The records that follow should be retyped word for word.

_____

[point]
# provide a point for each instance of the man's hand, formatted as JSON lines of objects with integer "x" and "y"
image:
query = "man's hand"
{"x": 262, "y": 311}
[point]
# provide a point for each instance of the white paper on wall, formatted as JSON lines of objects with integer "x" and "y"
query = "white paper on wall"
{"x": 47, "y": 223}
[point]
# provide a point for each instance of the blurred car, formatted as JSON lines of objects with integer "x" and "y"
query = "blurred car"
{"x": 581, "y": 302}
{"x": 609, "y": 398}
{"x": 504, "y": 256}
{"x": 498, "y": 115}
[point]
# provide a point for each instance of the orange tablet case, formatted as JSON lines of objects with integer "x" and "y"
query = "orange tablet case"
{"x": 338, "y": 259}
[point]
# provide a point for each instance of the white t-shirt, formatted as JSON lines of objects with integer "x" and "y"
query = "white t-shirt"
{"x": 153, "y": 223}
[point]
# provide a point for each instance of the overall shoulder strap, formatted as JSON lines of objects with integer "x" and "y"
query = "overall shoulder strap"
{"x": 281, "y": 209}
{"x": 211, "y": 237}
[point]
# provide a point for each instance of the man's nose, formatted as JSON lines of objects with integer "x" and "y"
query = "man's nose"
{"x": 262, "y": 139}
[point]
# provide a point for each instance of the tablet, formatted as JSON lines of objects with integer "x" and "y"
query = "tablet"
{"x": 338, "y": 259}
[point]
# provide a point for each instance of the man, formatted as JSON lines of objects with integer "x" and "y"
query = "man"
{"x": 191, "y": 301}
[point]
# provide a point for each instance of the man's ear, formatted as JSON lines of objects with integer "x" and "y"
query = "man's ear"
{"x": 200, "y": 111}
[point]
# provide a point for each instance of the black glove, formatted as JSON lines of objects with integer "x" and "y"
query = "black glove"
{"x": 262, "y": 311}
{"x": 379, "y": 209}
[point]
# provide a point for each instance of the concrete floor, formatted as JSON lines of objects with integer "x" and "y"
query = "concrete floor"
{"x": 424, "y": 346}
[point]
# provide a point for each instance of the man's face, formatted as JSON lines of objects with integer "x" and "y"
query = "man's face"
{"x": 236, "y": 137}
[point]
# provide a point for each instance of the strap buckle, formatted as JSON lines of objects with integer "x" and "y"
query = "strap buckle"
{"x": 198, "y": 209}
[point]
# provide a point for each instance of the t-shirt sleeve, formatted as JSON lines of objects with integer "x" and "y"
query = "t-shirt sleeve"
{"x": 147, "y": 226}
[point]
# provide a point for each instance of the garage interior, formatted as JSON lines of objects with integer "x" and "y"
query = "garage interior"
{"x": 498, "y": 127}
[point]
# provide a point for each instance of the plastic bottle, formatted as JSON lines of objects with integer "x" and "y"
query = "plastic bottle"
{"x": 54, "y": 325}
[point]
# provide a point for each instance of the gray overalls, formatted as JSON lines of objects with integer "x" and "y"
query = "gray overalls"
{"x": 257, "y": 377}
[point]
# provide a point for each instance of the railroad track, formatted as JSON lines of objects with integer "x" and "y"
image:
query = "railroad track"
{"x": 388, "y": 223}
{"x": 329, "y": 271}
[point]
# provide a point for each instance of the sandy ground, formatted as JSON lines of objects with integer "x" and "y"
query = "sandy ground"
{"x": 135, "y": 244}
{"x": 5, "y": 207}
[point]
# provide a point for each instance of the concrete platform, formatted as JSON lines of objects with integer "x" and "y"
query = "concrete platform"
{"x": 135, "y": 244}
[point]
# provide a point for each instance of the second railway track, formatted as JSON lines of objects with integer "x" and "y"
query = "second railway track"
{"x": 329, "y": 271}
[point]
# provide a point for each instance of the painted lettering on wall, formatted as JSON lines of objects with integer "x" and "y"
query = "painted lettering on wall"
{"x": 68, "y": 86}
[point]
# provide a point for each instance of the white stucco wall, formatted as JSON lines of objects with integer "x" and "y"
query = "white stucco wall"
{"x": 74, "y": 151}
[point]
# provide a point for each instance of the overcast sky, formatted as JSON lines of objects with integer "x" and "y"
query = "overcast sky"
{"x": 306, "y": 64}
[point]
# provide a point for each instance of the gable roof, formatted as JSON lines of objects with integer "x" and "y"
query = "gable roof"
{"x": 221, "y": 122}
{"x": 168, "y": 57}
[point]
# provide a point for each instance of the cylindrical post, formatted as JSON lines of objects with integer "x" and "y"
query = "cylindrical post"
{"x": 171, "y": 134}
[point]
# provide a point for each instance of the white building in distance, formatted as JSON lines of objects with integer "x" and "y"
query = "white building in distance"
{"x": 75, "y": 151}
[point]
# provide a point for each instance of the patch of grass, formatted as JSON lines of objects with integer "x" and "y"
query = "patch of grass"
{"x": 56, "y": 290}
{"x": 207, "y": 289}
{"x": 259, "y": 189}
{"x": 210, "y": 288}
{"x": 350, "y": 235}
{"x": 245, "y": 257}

_____

* [Complete response]
[point]
# provide a point for each instance of the man's hand, formatted as JSON lines of objects with integer "x" and "y"
image:
query = "man's hand"
{"x": 262, "y": 311}
[point]
# provide a point for each instance of the white paper on wall, formatted as JSON lines of objects with integer "x" and "y"
query = "white paper on wall"
{"x": 47, "y": 223}
[point]
# provide a point for each instance of the blurred car, formatted as JSON lines of objects with integer "x" and "y"
query = "blurred car"
{"x": 581, "y": 302}
{"x": 609, "y": 398}
{"x": 504, "y": 256}
{"x": 498, "y": 115}
[point]
# provide a point for each instance of the orange tablet case, formatted as JSON lines of objects with integer "x" and "y"
query = "orange tablet case"
{"x": 338, "y": 259}
[point]
# provide a point for each instance of the white t-shirt, formatted as JSON lines of objects with integer "x" and "y"
query = "white t-shirt"
{"x": 153, "y": 223}
[point]
# provide a point for each instance of the overall shoulder strap, formatted as JSON lines of objects with integer "x" and "y"
query = "overall shoulder strap"
{"x": 281, "y": 209}
{"x": 211, "y": 237}
[point]
# provide a point for each instance of the man's nose, formatted as JSON lines of objects with integer "x" and "y"
query = "man's nose"
{"x": 262, "y": 139}
[point]
# provide a point for each instance of the tablet, formatted as JSON lines of objects with integer "x" and "y"
query = "tablet"
{"x": 338, "y": 259}
[point]
# provide a point for each instance of the man, formatted as JSON lines of objects with integer "x" and "y"
query = "man"
{"x": 191, "y": 301}
[point]
# provide a point for each instance of the man's ear, formatted as JSON lines of objects with integer "x" and "y"
query = "man's ear"
{"x": 200, "y": 111}
[point]
# provide a point for each instance of the black glove, formatted as JSON lines of objects with integer "x" and "y"
query = "black glove"
{"x": 262, "y": 311}
{"x": 379, "y": 209}
[point]
# provide a point for each instance of the concrete floor, formatted as JSON lines of objects with integer "x" and "y"
query = "concrete floor"
{"x": 424, "y": 346}
[point]
# provide a point for each instance of the man's face, formatted as JSON lines of objects with integer "x" and "y"
query = "man's face"
{"x": 236, "y": 137}
[point]
# provide a point for each instance of the strap buckle, formatted as JSON lines of objects with integer "x" and "y"
query = "strap buckle"
{"x": 198, "y": 209}
[point]
# provide a point for each instance of the t-shirt sleeve, formatted as JSON lines of objects with integer "x" and "y"
query = "t-shirt sleeve"
{"x": 147, "y": 226}
[point]
# provide a point for each instance of the garage interior, formatted as JSON lines of objects with integer "x" and "y"
query = "garage interior"
{"x": 498, "y": 127}
[point]
# provide a point for each instance of the plastic bottle, formatted as JSON lines of objects with integer "x" and "y"
query = "plastic bottle"
{"x": 54, "y": 325}
[point]
# provide a point for each instance of the gray overalls, formatted as JSON lines of objects with integer "x" and "y"
query = "gray overalls"
{"x": 257, "y": 377}
[point]
# provide a point for each instance of the railroad track, formatted as JSON lines of objects with integer "x" and "y"
image:
query = "railroad track"
{"x": 388, "y": 223}
{"x": 329, "y": 271}
[point]
# provide a point for each instance of the sandy ground, formatted as JSON lines of objects with integer "x" and "y"
query = "sandy ground"
{"x": 135, "y": 244}
{"x": 5, "y": 207}
[point]
# provide a point for each instance of the concrete platform, formatted as JSON lines of objects with integer "x" and "y"
query = "concrete platform"
{"x": 135, "y": 244}
[point]
# provide a point for each instance of the second railway track, formatted as JSON lines of objects with integer "x" and "y"
query = "second railway track"
{"x": 329, "y": 271}
[point]
# provide a point for each instance of the painted lettering on wall, formatted as JSON lines of objects with integer "x" and "y"
query = "painted lettering on wall"
{"x": 68, "y": 86}
[point]
# provide a point for each instance of the white stucco wall, formatted as JSON lines of objects with integer "x" and "y"
query = "white stucco wall"
{"x": 74, "y": 151}
[point]
# provide a point for each instance of the overcast sky, formatted as JSON lines of objects with integer "x" and "y"
query = "overcast sky"
{"x": 306, "y": 64}
[point]
# provide a point for each instance of the gable roof, formatted as JSON lines of objects with integer "x" and "y"
query = "gable roof"
{"x": 221, "y": 122}
{"x": 168, "y": 57}
[point]
# provide a point for each instance of the cylindrical post, formatted as JSON lines of objects with integer "x" and "y"
query = "cylindrical post"
{"x": 171, "y": 134}
[point]
# provide a point for each instance of the white building in distance, formatted as JSON lines of objects with integer "x" and "y"
query = "white building in distance"
{"x": 75, "y": 151}
[point]
# provide a point for each instance of the patch of grass, formatted as JSON lines of objects with integer "x" and "y"
query = "patch of grass"
{"x": 56, "y": 290}
{"x": 207, "y": 289}
{"x": 259, "y": 189}
{"x": 210, "y": 288}
{"x": 350, "y": 235}
{"x": 245, "y": 257}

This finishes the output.